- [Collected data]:

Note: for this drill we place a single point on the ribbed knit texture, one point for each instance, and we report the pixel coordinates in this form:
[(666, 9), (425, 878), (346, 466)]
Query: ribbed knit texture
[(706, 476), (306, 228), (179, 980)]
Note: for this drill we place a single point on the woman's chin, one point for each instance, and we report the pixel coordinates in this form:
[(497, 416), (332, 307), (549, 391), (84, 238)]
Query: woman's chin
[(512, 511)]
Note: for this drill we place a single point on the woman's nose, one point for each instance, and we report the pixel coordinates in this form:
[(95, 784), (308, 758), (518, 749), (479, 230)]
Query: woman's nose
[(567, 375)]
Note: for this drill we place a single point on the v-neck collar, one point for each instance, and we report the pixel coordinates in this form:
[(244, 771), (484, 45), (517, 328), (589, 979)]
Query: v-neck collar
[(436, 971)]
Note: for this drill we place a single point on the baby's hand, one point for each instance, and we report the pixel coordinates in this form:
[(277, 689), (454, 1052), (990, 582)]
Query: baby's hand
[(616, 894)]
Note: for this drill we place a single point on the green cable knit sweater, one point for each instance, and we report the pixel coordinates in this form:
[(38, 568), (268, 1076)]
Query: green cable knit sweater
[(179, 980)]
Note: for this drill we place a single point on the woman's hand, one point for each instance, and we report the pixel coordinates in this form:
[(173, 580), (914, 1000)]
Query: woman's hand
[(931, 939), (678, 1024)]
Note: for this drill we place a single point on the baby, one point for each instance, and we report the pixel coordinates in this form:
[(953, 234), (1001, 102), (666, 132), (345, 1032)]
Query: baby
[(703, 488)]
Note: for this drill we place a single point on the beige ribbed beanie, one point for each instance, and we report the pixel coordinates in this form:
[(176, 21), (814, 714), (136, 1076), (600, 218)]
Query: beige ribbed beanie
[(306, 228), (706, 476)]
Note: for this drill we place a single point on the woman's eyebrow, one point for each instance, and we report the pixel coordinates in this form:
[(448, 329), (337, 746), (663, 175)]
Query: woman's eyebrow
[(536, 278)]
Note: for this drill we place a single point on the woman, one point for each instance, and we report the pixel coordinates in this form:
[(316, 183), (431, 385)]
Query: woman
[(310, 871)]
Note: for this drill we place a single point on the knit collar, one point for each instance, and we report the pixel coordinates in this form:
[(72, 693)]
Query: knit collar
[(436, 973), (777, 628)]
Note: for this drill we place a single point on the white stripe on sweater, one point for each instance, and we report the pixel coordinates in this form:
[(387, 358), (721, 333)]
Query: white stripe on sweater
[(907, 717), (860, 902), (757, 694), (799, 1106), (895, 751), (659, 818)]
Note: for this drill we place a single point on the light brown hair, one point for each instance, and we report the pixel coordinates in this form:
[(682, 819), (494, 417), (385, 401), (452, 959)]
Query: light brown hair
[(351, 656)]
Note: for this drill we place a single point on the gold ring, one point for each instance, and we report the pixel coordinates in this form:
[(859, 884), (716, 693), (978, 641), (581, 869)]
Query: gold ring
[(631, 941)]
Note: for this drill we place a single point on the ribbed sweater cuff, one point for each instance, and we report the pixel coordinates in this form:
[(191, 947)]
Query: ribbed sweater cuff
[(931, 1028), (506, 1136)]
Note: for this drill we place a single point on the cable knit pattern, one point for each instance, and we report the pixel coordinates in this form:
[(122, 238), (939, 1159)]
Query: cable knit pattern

- [About this task]:
From the first line to the last, return the data exactly.

- [Result]:
Note: for this drill we place a single point on the ribbed knit texture, one point for each instance, and we report the pixel coordinates in this form:
[(666, 9), (425, 878), (346, 466)]
Query: ribbed knit texture
[(706, 476), (306, 228), (179, 980)]
Note: for this drill we place a single point on the woman's chin, one point for each instance, and we report the pixel coordinates in this form:
[(497, 416), (332, 307), (549, 391), (84, 238)]
Query: woman's chin
[(512, 511)]
Note: for this drill we place a single point on the woman's nose, one point for each instance, and we report the pixel coordinates in this form:
[(95, 784), (308, 758), (518, 749), (479, 230)]
Query: woman's nose
[(567, 375)]
Note: for this drill we place a single point on the v-neck collar, one point for each instance, and we report the pixel coordinates in this form:
[(244, 771), (484, 45), (517, 328), (589, 979)]
Query: v-neck collar
[(436, 971)]
Note: for this drill we place a single point on the baby's hand, one point for each instance, and we report the pixel coordinates in this form:
[(277, 689), (454, 1052), (990, 582)]
Query: baby's hand
[(616, 894)]
Note: for this drill we place a single point on the green cable knit sweater, one point for each instance, and we report the pixel coordinates in this form:
[(38, 568), (268, 1076)]
Query: green cable knit sweater
[(179, 980)]
Note: for this drill we place a single point on the woman's hand, one point for each instance, and we report the pixel coordinates in this form:
[(173, 580), (914, 1000)]
Query: woman's hand
[(931, 939), (678, 1024)]
Note: for this drill we place a single point on the baby, one point for each instance, and we report the pixel coordinates in this form:
[(953, 234), (1001, 102), (666, 132), (345, 1032)]
Query: baby
[(703, 488)]
Note: for this drill we place a single point on the beige ribbed beanie, one point for each instance, and we report the pixel coordinates in this form:
[(176, 21), (814, 714), (136, 1076), (600, 218)]
Query: beige ribbed beanie
[(306, 228), (706, 476)]
Note: for this drill we place a single point on the woman's eyebrow, one point for each instance, and we report the pixel coordinates in this form:
[(448, 329), (337, 746), (663, 175)]
Query: woman's eyebrow
[(536, 278)]
Note: for this drill we place a single point on the woman, one point for each instance, and we report the pixel coordinates in this form:
[(316, 183), (431, 385)]
Query: woman
[(310, 871)]
Note: for this drill we place a single point on the knit collar, one point for each instance, and we report the pixel coordinates in this form:
[(72, 693)]
Query: knit collar
[(436, 973), (777, 628)]
Note: for this drill we place a single point on the white stripe on sweater, one point for each instance, and we report the pixel coordinates in this form:
[(387, 358), (721, 333)]
Query: white stripe on sweater
[(907, 717), (860, 902), (757, 694), (799, 1106), (895, 751), (659, 818)]
Note: for this drill we place a single point on the light brown hair, one point for each instance, and we report the pixel coordinates in this form:
[(682, 819), (494, 417), (385, 401), (452, 959)]
Query: light brown hair
[(351, 656)]
Note: for this drill we place a single point on the gold ring, one point for each instance, and we report the pixel coordinates in this form:
[(859, 884), (716, 693), (978, 641), (581, 869)]
Query: gold ring
[(631, 941)]
Note: for this drill we place a single point on the ribbed sweater cuff, one point for each instance, and we report the pixel coordinates in this form:
[(191, 947)]
Query: ribbed sweater cuff
[(931, 1028), (506, 1136)]
Note: for this drill we place a single point on the cable knit pattern, one point for each instance, and we report the pixel coordinates in this form:
[(122, 238), (939, 1159)]
Query: cable knit pattern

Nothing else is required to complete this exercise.